**Dataset:**
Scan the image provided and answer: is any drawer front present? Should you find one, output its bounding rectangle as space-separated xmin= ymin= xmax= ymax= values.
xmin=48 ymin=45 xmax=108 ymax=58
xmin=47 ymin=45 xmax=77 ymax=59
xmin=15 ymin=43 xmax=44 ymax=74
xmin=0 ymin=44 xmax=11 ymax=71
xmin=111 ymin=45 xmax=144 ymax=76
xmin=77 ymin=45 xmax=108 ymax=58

**What you should do:** Print the whole listing above again, line for line, with no changes at all.

**Expected answer:**
Scan the image provided and answer: is any drawer front present? Should you find one, output its bounding rectangle as space-separated xmin= ymin= xmax= ymax= values.
xmin=48 ymin=45 xmax=108 ymax=58
xmin=47 ymin=45 xmax=77 ymax=59
xmin=15 ymin=43 xmax=44 ymax=74
xmin=0 ymin=44 xmax=11 ymax=71
xmin=111 ymin=45 xmax=144 ymax=76
xmin=77 ymin=45 xmax=108 ymax=58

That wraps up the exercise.